→ **What is expected**: Transcribe exactly the line in which "Would you be so kind as to point out the engine" occurs, plus every line that comes after it up to the end of the entries.

→ **Information given**:
======
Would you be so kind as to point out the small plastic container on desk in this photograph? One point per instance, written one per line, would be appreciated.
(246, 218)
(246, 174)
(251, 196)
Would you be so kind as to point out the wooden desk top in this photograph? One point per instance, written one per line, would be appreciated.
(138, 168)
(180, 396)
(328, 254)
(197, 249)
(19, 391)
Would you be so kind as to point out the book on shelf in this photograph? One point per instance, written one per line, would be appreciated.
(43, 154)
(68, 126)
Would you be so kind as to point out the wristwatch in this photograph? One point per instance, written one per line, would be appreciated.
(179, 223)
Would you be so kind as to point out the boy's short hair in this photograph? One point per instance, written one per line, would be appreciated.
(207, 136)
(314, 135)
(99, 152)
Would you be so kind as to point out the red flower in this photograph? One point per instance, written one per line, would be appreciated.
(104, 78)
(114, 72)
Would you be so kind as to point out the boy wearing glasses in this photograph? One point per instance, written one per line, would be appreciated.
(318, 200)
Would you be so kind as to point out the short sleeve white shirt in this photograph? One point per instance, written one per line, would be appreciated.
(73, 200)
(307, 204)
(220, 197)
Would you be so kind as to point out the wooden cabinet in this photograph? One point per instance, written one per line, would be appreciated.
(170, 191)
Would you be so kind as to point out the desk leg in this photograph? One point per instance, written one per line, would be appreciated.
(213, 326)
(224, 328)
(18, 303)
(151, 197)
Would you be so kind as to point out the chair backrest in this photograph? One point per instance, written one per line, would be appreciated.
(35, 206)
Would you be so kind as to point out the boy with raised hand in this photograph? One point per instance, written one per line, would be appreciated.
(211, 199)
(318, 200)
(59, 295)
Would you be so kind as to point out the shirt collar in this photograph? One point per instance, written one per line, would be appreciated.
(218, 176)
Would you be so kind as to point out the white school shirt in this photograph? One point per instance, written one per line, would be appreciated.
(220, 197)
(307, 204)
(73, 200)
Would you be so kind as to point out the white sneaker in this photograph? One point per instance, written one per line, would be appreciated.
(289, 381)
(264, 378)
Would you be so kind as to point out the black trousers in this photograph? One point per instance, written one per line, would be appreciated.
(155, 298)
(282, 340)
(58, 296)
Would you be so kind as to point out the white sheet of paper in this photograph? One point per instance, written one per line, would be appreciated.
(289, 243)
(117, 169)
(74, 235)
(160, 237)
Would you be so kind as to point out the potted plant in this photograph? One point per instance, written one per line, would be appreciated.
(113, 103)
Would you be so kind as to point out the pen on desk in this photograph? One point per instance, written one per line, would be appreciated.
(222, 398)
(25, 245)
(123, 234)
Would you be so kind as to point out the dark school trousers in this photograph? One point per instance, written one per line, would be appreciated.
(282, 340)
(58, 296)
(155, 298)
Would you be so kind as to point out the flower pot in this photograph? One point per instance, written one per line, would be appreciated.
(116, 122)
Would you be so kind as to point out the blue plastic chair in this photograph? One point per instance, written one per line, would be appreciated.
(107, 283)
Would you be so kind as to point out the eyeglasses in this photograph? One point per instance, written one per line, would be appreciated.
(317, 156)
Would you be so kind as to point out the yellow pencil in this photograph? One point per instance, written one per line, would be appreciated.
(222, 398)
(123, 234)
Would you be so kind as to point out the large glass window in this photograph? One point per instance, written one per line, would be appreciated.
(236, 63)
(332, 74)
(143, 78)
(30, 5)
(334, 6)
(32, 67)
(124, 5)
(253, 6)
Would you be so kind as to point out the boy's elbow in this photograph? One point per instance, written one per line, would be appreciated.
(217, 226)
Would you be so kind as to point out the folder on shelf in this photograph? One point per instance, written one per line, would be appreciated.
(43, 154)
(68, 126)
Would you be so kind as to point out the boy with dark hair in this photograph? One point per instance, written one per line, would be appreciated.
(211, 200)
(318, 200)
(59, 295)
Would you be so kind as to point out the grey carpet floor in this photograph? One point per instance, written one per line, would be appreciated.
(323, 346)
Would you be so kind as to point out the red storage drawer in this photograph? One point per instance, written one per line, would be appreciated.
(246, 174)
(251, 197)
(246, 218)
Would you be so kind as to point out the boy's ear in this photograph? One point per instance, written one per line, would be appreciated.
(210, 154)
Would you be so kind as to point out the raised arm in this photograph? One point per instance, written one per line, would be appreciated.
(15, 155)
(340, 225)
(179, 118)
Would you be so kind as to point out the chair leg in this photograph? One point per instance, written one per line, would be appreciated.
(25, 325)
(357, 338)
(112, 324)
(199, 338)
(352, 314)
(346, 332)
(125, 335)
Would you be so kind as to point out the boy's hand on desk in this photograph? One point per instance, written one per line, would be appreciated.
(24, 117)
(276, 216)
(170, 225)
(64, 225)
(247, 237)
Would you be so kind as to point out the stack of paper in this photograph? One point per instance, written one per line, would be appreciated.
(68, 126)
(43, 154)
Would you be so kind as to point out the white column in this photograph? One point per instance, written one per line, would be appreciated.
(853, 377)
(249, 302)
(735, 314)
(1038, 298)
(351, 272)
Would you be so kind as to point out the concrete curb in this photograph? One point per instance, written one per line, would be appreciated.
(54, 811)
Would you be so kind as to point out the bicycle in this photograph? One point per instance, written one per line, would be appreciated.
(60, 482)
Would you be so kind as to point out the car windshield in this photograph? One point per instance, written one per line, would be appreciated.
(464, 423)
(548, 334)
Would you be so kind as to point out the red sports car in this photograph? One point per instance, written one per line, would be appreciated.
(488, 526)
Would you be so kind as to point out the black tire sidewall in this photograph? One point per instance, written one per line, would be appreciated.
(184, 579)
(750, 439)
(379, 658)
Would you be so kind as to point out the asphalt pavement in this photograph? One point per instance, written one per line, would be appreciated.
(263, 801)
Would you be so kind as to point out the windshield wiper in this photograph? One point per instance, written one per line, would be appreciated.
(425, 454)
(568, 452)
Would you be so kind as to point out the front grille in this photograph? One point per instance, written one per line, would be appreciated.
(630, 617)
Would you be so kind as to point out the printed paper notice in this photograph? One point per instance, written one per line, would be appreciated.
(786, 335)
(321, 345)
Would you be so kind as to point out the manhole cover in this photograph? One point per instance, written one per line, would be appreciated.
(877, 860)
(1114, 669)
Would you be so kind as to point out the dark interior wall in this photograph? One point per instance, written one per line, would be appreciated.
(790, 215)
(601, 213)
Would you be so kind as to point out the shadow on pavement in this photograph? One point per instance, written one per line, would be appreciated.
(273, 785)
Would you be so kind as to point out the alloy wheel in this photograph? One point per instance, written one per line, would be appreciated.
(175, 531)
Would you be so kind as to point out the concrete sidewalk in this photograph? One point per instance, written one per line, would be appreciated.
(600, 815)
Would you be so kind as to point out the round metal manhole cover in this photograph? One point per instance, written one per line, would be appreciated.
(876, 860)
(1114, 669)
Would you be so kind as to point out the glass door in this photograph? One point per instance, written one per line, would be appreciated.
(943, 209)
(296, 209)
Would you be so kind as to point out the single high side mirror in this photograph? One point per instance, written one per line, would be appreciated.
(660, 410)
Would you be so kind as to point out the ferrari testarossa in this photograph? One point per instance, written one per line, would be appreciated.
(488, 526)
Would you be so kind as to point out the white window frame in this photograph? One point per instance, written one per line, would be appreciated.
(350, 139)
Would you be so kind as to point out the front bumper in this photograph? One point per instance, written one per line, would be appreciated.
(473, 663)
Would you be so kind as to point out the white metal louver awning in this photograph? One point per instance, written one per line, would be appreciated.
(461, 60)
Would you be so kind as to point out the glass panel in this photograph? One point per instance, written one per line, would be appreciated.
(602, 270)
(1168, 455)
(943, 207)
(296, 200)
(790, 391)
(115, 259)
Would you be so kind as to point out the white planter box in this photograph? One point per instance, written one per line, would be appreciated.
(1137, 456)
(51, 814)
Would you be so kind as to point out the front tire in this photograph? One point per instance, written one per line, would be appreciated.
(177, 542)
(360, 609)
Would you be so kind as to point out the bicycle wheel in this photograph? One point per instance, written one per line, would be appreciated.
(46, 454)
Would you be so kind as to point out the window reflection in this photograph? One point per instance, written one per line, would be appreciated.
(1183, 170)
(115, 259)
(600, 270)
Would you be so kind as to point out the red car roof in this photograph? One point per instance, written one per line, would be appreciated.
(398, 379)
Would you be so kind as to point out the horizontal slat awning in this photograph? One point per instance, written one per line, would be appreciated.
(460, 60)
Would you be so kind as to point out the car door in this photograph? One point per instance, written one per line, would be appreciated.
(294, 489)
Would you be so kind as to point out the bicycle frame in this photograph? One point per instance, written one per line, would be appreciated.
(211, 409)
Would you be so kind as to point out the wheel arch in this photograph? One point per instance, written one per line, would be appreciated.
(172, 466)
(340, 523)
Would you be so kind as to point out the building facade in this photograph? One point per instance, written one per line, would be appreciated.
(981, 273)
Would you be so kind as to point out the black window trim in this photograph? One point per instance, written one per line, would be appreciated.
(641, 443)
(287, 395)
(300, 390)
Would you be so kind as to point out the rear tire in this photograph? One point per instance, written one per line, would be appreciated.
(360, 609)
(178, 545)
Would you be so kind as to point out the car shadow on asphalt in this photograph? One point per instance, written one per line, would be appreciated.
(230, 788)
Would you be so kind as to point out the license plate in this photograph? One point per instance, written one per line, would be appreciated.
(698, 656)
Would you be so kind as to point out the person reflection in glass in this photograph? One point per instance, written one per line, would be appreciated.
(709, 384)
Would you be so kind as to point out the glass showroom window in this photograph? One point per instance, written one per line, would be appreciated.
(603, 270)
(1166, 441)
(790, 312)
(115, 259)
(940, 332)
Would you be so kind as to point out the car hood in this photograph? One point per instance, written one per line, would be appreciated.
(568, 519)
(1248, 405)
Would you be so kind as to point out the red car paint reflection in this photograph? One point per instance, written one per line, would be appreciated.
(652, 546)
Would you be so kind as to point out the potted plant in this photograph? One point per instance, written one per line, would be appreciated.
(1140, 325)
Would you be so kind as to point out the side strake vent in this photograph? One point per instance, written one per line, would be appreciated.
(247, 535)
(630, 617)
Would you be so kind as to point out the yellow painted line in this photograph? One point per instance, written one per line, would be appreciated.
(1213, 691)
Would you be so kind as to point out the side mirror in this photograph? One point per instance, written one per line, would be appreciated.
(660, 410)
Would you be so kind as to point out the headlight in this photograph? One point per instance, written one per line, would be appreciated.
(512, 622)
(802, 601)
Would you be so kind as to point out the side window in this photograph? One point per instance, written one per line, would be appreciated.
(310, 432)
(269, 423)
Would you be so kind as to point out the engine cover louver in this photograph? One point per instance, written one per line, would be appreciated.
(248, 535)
======
→ **Task output**:
Would you be so kind as to point out the engine cover louver in this photograph? One point per instance, written one per line, would be appreciated.
(248, 535)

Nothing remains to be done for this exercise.